→ Task details
How many lines in the material below contain the string "field"? Tally them and reply with the number alone.

→ Provided records
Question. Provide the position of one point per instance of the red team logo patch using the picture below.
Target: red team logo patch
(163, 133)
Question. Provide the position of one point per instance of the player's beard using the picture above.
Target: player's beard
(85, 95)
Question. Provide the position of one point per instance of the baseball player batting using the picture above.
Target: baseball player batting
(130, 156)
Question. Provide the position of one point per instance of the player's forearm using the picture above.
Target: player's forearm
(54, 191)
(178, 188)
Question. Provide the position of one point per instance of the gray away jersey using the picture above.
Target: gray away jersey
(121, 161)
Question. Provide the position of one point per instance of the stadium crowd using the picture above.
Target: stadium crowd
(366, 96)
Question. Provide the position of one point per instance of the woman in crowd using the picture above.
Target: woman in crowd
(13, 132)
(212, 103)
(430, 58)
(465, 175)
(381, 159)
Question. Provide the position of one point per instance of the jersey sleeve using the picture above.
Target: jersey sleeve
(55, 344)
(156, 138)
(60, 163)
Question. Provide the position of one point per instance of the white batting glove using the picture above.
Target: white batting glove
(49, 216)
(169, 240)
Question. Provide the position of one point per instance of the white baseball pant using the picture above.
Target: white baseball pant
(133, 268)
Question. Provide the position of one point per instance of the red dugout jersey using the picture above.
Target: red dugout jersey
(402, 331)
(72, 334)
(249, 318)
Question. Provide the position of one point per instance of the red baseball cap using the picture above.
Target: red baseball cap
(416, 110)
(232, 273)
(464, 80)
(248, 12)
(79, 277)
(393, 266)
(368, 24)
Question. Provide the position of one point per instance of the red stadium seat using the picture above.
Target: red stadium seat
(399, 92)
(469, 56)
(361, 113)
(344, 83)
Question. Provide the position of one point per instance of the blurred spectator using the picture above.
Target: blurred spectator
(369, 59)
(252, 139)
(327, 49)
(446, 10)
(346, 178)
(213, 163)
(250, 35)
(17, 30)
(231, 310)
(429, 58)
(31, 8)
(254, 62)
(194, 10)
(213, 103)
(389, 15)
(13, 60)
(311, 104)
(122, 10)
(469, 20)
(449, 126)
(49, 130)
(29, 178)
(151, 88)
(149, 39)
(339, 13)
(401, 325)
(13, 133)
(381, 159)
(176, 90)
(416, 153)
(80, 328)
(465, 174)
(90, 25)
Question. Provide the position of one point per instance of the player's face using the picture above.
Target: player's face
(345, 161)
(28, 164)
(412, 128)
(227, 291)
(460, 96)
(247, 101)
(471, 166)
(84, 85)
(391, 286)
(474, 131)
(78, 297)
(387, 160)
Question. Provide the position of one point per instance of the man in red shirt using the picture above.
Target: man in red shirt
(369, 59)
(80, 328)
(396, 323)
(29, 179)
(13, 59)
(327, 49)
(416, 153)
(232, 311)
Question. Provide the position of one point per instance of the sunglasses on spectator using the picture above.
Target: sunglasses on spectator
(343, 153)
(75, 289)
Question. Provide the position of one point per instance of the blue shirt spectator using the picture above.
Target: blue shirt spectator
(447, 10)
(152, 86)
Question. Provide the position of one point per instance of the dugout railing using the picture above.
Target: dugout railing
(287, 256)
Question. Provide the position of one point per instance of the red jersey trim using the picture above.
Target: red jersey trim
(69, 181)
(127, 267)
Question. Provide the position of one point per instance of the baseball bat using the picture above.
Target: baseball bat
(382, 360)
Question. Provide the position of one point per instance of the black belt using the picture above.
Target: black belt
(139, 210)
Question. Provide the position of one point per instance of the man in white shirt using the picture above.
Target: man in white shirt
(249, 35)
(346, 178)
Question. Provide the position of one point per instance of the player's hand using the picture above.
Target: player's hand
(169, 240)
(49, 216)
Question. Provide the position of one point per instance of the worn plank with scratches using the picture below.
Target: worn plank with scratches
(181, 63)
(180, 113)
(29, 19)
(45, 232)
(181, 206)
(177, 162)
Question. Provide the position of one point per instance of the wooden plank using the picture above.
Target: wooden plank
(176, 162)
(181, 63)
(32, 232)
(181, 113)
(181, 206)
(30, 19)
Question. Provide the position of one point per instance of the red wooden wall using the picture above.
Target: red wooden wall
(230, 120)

---

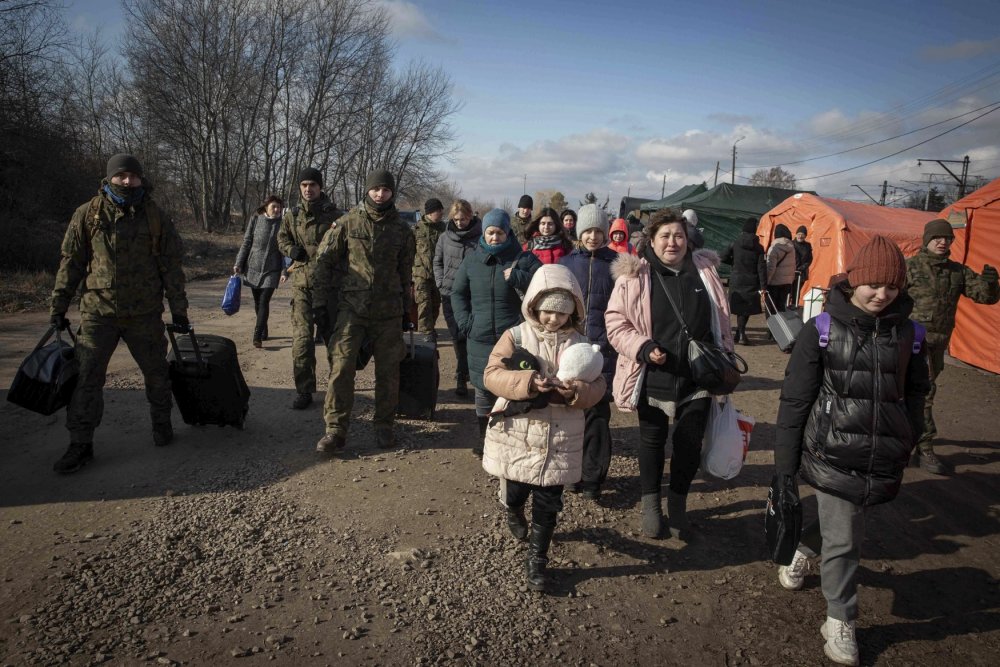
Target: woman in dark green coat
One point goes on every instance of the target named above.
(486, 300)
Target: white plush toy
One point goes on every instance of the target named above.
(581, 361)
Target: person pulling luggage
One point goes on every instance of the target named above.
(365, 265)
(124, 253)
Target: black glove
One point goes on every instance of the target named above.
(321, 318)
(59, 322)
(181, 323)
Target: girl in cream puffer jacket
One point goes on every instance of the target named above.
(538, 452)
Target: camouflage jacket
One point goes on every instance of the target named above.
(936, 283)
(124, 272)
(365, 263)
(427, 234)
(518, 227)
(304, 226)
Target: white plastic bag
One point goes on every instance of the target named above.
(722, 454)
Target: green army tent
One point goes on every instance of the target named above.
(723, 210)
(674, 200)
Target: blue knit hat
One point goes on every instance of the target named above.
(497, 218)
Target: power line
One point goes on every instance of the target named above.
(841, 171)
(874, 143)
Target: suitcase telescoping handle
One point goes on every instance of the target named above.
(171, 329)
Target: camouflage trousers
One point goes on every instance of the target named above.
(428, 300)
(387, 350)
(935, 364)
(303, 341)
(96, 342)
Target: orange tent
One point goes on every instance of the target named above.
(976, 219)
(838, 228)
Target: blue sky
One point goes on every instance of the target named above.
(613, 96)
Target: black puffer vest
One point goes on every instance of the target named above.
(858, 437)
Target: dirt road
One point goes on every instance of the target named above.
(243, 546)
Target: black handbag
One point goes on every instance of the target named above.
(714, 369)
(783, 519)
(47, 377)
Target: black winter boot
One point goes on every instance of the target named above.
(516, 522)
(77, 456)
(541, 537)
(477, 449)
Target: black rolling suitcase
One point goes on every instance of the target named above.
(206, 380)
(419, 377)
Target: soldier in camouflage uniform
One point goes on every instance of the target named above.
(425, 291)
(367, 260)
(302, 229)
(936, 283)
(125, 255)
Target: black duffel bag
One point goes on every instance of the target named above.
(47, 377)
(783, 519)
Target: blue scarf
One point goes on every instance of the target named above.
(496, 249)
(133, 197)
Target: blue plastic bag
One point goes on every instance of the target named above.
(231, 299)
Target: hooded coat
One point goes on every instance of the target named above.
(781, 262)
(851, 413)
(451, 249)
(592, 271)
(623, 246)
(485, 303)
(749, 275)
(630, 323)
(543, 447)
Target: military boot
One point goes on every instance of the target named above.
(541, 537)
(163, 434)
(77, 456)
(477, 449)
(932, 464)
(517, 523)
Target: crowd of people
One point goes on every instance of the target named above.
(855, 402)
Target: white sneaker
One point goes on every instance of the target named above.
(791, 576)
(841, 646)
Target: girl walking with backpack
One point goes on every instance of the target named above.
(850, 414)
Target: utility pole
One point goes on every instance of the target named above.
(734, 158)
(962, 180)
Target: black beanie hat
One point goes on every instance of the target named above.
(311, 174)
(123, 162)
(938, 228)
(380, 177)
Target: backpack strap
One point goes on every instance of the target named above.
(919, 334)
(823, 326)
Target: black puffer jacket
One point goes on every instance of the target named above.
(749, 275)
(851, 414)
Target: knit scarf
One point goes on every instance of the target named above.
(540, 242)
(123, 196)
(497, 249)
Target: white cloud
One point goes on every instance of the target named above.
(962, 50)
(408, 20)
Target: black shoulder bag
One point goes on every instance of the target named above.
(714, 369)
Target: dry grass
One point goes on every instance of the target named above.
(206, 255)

---

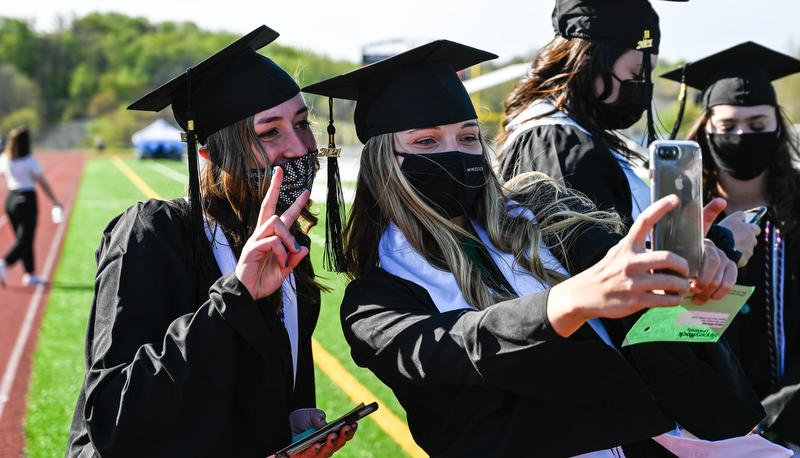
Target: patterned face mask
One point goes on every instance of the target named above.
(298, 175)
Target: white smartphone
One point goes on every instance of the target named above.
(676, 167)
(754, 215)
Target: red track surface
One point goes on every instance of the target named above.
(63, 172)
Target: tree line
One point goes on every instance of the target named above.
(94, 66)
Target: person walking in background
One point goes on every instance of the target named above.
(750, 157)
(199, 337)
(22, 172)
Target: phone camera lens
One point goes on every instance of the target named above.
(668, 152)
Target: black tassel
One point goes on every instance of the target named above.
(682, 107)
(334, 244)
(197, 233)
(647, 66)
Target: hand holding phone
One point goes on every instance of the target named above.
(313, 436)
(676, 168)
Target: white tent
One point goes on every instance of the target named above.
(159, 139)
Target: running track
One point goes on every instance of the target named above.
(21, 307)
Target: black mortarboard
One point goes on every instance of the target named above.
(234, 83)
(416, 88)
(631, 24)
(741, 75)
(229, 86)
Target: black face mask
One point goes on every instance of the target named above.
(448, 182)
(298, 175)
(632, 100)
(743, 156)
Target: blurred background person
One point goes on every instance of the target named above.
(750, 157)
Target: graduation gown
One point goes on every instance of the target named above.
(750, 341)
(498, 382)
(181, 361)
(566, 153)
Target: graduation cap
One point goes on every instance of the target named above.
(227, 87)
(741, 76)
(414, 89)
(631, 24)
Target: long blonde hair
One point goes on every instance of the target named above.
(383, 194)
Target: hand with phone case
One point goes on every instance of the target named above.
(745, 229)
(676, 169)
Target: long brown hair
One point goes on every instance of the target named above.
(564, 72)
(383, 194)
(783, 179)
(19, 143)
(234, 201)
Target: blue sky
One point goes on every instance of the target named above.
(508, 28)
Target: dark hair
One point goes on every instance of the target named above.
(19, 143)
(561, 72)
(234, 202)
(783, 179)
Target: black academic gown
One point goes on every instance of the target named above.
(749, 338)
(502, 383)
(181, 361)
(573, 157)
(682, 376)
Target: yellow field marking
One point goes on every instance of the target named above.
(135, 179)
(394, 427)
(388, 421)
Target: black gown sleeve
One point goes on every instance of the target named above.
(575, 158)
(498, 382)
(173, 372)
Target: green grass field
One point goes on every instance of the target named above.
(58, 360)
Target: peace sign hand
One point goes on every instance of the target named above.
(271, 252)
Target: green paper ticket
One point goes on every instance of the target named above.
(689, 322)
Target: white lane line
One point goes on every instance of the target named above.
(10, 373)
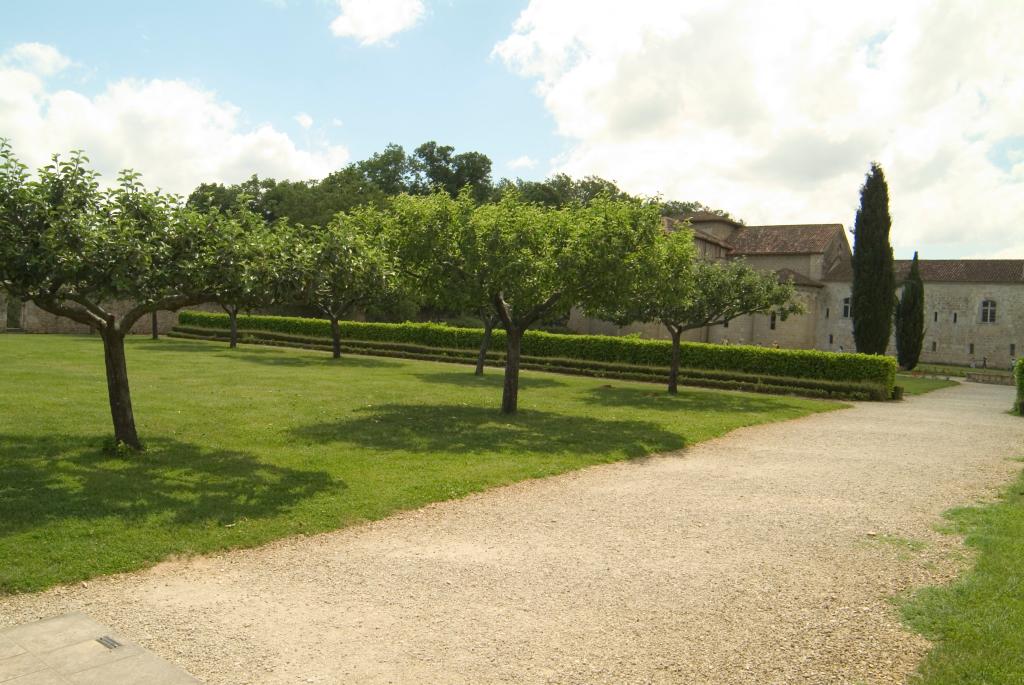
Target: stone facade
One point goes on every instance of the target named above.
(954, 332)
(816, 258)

→ Reply to the exercise
2